[RECORDS SHOWN start]
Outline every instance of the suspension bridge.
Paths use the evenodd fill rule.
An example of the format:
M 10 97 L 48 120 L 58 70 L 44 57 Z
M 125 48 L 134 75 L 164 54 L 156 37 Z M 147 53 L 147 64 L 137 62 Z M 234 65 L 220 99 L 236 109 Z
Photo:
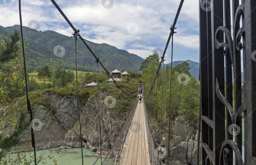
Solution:
M 161 152 L 161 147 L 157 142 L 155 139 L 154 132 L 155 119 L 150 121 L 150 119 L 154 117 L 150 116 L 151 114 L 155 114 L 155 111 L 152 113 L 151 111 L 155 110 L 156 107 L 155 94 L 156 93 L 156 86 L 157 77 L 161 66 L 163 67 L 163 70 L 164 62 L 165 55 L 167 47 L 171 38 L 172 38 L 172 54 L 170 66 L 171 74 L 170 80 L 170 86 L 171 86 L 171 74 L 172 62 L 173 58 L 173 36 L 175 32 L 174 32 L 175 26 L 182 7 L 184 0 L 180 1 L 177 12 L 176 14 L 174 21 L 170 28 L 171 32 L 168 38 L 166 45 L 162 56 L 161 57 L 161 61 L 158 69 L 155 73 L 155 79 L 152 83 L 151 89 L 149 92 L 149 95 L 146 100 L 143 99 L 142 103 L 138 103 L 137 99 L 134 99 L 129 97 L 129 95 L 124 91 L 123 89 L 118 85 L 116 82 L 110 75 L 110 73 L 106 69 L 104 66 L 101 62 L 100 59 L 94 53 L 92 50 L 86 43 L 82 36 L 80 35 L 79 30 L 75 28 L 71 22 L 68 19 L 66 15 L 59 8 L 54 0 L 51 0 L 53 5 L 59 12 L 64 17 L 67 22 L 70 26 L 74 32 L 73 35 L 76 41 L 76 42 L 78 37 L 82 40 L 86 47 L 91 52 L 96 59 L 97 66 L 97 76 L 98 77 L 98 66 L 99 64 L 102 68 L 106 71 L 108 76 L 110 76 L 113 79 L 115 85 L 115 96 L 116 96 L 116 87 L 120 89 L 122 94 L 124 95 L 127 99 L 129 99 L 129 101 L 132 103 L 132 105 L 130 109 L 126 109 L 126 115 L 124 117 L 122 123 L 119 125 L 118 127 L 117 126 L 115 130 L 112 131 L 112 135 L 105 144 L 102 144 L 101 135 L 101 119 L 100 115 L 99 115 L 99 123 L 100 127 L 100 138 L 101 152 L 97 160 L 94 164 L 163 164 L 163 155 Z M 199 1 L 199 4 L 205 0 Z M 221 1 L 221 2 L 220 2 Z M 242 1 L 241 4 L 239 4 L 238 1 L 232 1 L 232 7 L 234 9 L 232 14 L 233 21 L 233 26 L 236 26 L 234 27 L 234 37 L 232 40 L 231 37 L 230 31 L 231 31 L 230 13 L 228 15 L 228 13 L 230 11 L 231 7 L 230 1 L 224 0 L 223 4 L 222 1 L 216 1 L 211 0 L 207 1 L 208 4 L 210 3 L 213 7 L 210 10 L 207 10 L 208 9 L 202 7 L 200 9 L 199 17 L 200 18 L 200 76 L 201 80 L 201 95 L 202 98 L 200 100 L 200 115 L 198 125 L 198 134 L 200 134 L 200 131 L 202 133 L 202 146 L 200 150 L 202 154 L 200 159 L 203 164 L 233 164 L 233 162 L 235 161 L 238 164 L 245 164 L 248 163 L 248 164 L 255 163 L 256 154 L 256 143 L 255 141 L 253 141 L 253 138 L 255 138 L 255 132 L 253 133 L 253 129 L 251 127 L 247 127 L 246 126 L 251 126 L 255 125 L 255 120 L 253 120 L 256 116 L 256 113 L 253 109 L 255 109 L 255 104 L 253 103 L 253 100 L 250 100 L 250 101 L 244 101 L 242 103 L 242 92 L 241 88 L 241 76 L 239 76 L 241 74 L 241 58 L 240 50 L 242 49 L 242 44 L 240 40 L 242 36 L 245 37 L 244 28 L 249 31 L 247 32 L 246 34 L 249 33 L 249 35 L 247 35 L 246 39 L 248 40 L 247 46 L 250 49 L 248 50 L 256 50 L 255 44 L 255 41 L 253 39 L 255 38 L 255 33 L 253 28 L 255 27 L 250 23 L 244 24 L 244 21 L 247 22 L 250 22 L 252 20 L 249 20 L 252 18 L 252 15 L 254 16 L 256 15 L 256 10 L 254 9 L 256 8 L 256 4 L 253 0 L 245 0 Z M 24 56 L 25 71 L 26 71 L 25 52 L 24 48 L 24 41 L 22 30 L 22 22 L 21 17 L 21 0 L 19 1 L 20 20 L 21 22 L 21 32 L 22 37 Z M 246 9 L 245 6 L 248 8 Z M 204 7 L 204 6 L 203 6 Z M 209 7 L 209 6 L 208 6 Z M 223 13 L 223 9 L 227 13 Z M 210 11 L 210 12 L 209 11 Z M 239 11 L 239 12 L 235 11 Z M 227 13 L 228 13 L 227 14 Z M 243 18 L 242 20 L 243 26 L 247 26 L 246 27 L 242 27 L 240 28 L 240 18 L 242 15 L 245 13 L 248 14 L 246 18 Z M 226 17 L 226 15 L 228 14 Z M 225 16 L 223 20 L 223 15 Z M 237 16 L 237 15 L 238 15 Z M 243 16 L 244 16 L 243 15 Z M 238 19 L 238 18 L 239 19 Z M 220 21 L 219 19 L 221 19 Z M 238 21 L 237 21 L 238 20 Z M 227 26 L 223 26 L 224 21 Z M 255 22 L 254 22 L 255 24 Z M 204 30 L 204 29 L 205 30 Z M 206 30 L 205 30 L 206 29 Z M 225 34 L 225 38 L 224 39 L 223 35 L 220 35 L 220 32 L 222 31 Z M 213 38 L 212 38 L 212 37 Z M 245 40 L 244 39 L 243 39 Z M 237 40 L 235 41 L 235 39 Z M 220 43 L 224 41 L 225 43 Z M 236 44 L 237 44 L 237 45 Z M 212 46 L 214 48 L 212 48 Z M 225 49 L 224 48 L 225 47 Z M 214 48 L 214 49 L 213 49 Z M 245 77 L 244 82 L 247 81 L 249 84 L 250 88 L 246 87 L 244 86 L 243 88 L 242 94 L 244 100 L 246 99 L 251 99 L 255 98 L 255 93 L 252 93 L 252 91 L 256 91 L 255 83 L 255 77 L 256 77 L 255 72 L 253 71 L 256 68 L 256 63 L 253 63 L 251 57 L 245 58 L 246 56 L 251 55 L 251 52 L 247 52 L 245 50 L 244 50 L 244 63 L 247 64 L 246 68 L 244 71 L 247 73 L 247 76 Z M 225 51 L 224 51 L 225 50 Z M 247 50 L 248 51 L 248 50 Z M 255 53 L 256 54 L 256 53 Z M 224 80 L 224 57 L 223 55 L 225 56 L 226 60 L 226 85 L 227 86 L 226 93 L 223 93 L 224 91 L 224 85 L 225 82 Z M 228 55 L 229 56 L 227 56 Z M 210 56 L 209 56 L 209 55 Z M 255 55 L 254 54 L 254 55 Z M 220 56 L 221 56 L 221 58 Z M 209 57 L 211 58 L 209 58 Z M 231 58 L 230 58 L 231 57 Z M 254 61 L 254 60 L 253 60 Z M 232 83 L 232 77 L 230 76 L 232 75 L 232 72 L 231 69 L 232 65 L 234 69 L 234 77 L 236 78 L 235 80 L 235 86 L 236 89 L 235 91 L 235 99 L 234 101 L 235 102 L 234 114 L 232 109 L 233 100 L 232 97 L 232 86 L 229 86 L 229 84 Z M 244 67 L 245 65 L 244 65 Z M 163 87 L 163 85 L 164 72 L 162 72 L 162 101 Z M 77 74 L 76 73 L 77 75 Z M 244 74 L 245 75 L 245 74 Z M 32 110 L 30 105 L 28 96 L 28 90 L 27 83 L 27 74 L 25 73 L 26 90 L 27 94 L 27 101 L 28 109 L 30 111 L 31 119 L 32 120 Z M 202 79 L 202 78 L 204 78 Z M 98 78 L 97 78 L 98 79 Z M 77 85 L 77 75 L 76 76 Z M 246 84 L 246 83 L 244 83 Z M 231 87 L 231 88 L 230 88 Z M 98 84 L 97 84 L 98 91 Z M 203 90 L 203 91 L 202 90 Z M 170 99 L 171 98 L 171 90 L 170 90 Z M 144 91 L 143 91 L 144 93 Z M 230 95 L 231 96 L 229 96 Z M 79 107 L 79 94 L 77 87 L 77 95 L 78 96 L 78 106 Z M 155 95 L 155 100 L 154 96 Z M 225 97 L 226 97 L 226 98 Z M 120 98 L 121 96 L 120 96 Z M 202 101 L 202 100 L 204 100 Z M 228 99 L 227 100 L 226 99 Z M 159 144 L 162 144 L 162 102 L 161 102 L 161 120 L 160 125 L 160 135 Z M 170 103 L 170 101 L 169 102 Z M 98 105 L 99 107 L 99 98 L 98 98 Z M 169 107 L 170 106 L 169 105 Z M 155 107 L 155 108 L 154 108 Z M 225 108 L 227 108 L 226 111 L 226 114 L 225 114 Z M 150 112 L 149 112 L 150 110 Z M 245 122 L 245 134 L 248 135 L 246 137 L 243 137 L 242 135 L 237 137 L 230 136 L 228 133 L 228 129 L 227 129 L 225 125 L 225 120 L 226 120 L 229 124 L 235 124 L 236 123 L 239 126 L 242 127 L 241 117 L 241 114 L 247 111 L 248 113 L 245 113 L 245 117 L 249 118 L 249 119 Z M 169 111 L 169 126 L 170 123 L 170 112 Z M 100 111 L 99 110 L 99 114 Z M 216 114 L 218 115 L 218 116 Z M 226 119 L 225 116 L 227 116 Z M 155 117 L 155 116 L 154 117 Z M 80 118 L 80 117 L 79 117 Z M 124 119 L 125 118 L 127 120 L 125 121 Z M 222 119 L 221 118 L 222 118 Z M 223 119 L 222 120 L 222 119 Z M 224 120 L 224 121 L 223 120 Z M 80 119 L 79 118 L 79 122 Z M 150 123 L 149 124 L 149 123 Z M 154 124 L 153 124 L 154 123 Z M 201 124 L 202 123 L 202 125 Z M 80 124 L 80 136 L 81 137 Z M 228 125 L 227 125 L 227 126 Z M 154 127 L 153 127 L 154 126 Z M 226 128 L 226 129 L 224 129 Z M 169 133 L 170 133 L 170 127 L 169 127 Z M 118 130 L 120 131 L 119 135 L 116 138 L 115 142 L 112 146 L 111 150 L 109 151 L 106 157 L 103 158 L 102 155 L 102 151 L 105 150 L 106 144 L 111 139 L 113 138 L 114 135 L 117 132 Z M 225 130 L 226 131 L 225 131 Z M 225 135 L 225 131 L 226 133 Z M 216 136 L 216 135 L 218 135 Z M 33 130 L 31 129 L 32 146 L 34 150 L 35 158 L 35 164 L 36 165 L 36 156 L 35 152 L 36 147 L 34 141 L 34 134 Z M 242 138 L 245 138 L 246 142 L 245 144 L 245 151 L 242 151 Z M 81 138 L 81 149 L 82 148 L 82 138 Z M 235 140 L 234 140 L 235 139 Z M 167 163 L 169 164 L 168 160 L 170 156 L 170 136 L 169 136 L 169 144 L 167 147 L 168 152 L 166 157 Z M 199 162 L 199 143 L 198 144 L 198 164 Z M 156 148 L 157 150 L 157 154 L 155 152 Z M 234 152 L 234 154 L 229 154 Z M 242 157 L 241 153 L 243 153 L 244 157 Z M 223 154 L 222 154 L 223 153 Z M 245 155 L 245 156 L 244 155 Z M 234 157 L 233 157 L 233 156 Z M 100 161 L 100 162 L 99 163 Z M 83 164 L 83 161 L 82 163 Z

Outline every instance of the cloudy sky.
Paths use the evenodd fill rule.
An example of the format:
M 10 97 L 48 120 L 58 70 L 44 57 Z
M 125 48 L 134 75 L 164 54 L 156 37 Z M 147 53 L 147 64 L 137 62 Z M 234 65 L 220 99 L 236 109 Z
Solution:
M 18 1 L 2 1 L 0 25 L 19 24 Z M 178 0 L 56 2 L 84 38 L 106 43 L 143 58 L 156 48 L 164 49 L 180 3 Z M 22 1 L 21 5 L 23 26 L 68 36 L 73 33 L 50 0 Z M 184 1 L 174 36 L 174 61 L 199 61 L 198 6 L 197 0 Z M 31 20 L 40 25 L 29 25 Z M 171 48 L 170 44 L 166 62 L 170 62 Z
[RECORDS SHOWN end]
◆ WHAT YOU NEED TO DO: Copy the part of the entries that opens with the line containing "Outline every instance of the cloudy sky." and runs through the end of the entries, reproducing each line unchanged.

◆ IN RESPONSE:
Outline every instance of the cloudy sky.
Paths use the evenodd fill rule.
An example of the format:
M 10 97 L 48 120 L 58 70 L 44 57 Z
M 125 48 L 134 75 L 164 54 L 156 37 Z M 147 53 L 147 64 L 137 62 Z M 234 65 L 220 99 L 236 109 Z
Solution:
M 18 1 L 2 1 L 0 25 L 19 24 Z M 178 0 L 56 2 L 84 38 L 106 43 L 143 58 L 156 48 L 164 49 L 180 3 Z M 22 1 L 21 5 L 23 26 L 68 36 L 73 33 L 50 0 Z M 184 1 L 174 36 L 174 61 L 199 61 L 198 6 L 197 0 Z M 31 20 L 40 25 L 29 25 Z M 171 48 L 170 44 L 166 62 L 170 62 Z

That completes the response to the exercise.